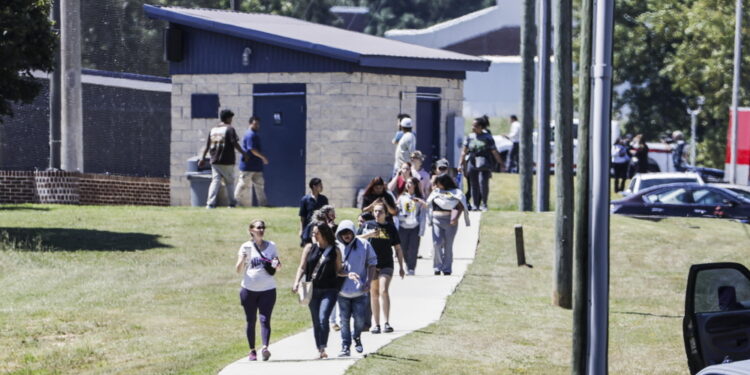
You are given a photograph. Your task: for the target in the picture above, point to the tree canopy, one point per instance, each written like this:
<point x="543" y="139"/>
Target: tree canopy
<point x="669" y="53"/>
<point x="27" y="43"/>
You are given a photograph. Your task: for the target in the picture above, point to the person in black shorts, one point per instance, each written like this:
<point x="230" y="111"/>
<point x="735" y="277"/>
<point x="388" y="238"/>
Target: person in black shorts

### What you should do
Work out how many lines in the entries hold the string "like". Your answer should consist solely of that number.

### Response to this exercise
2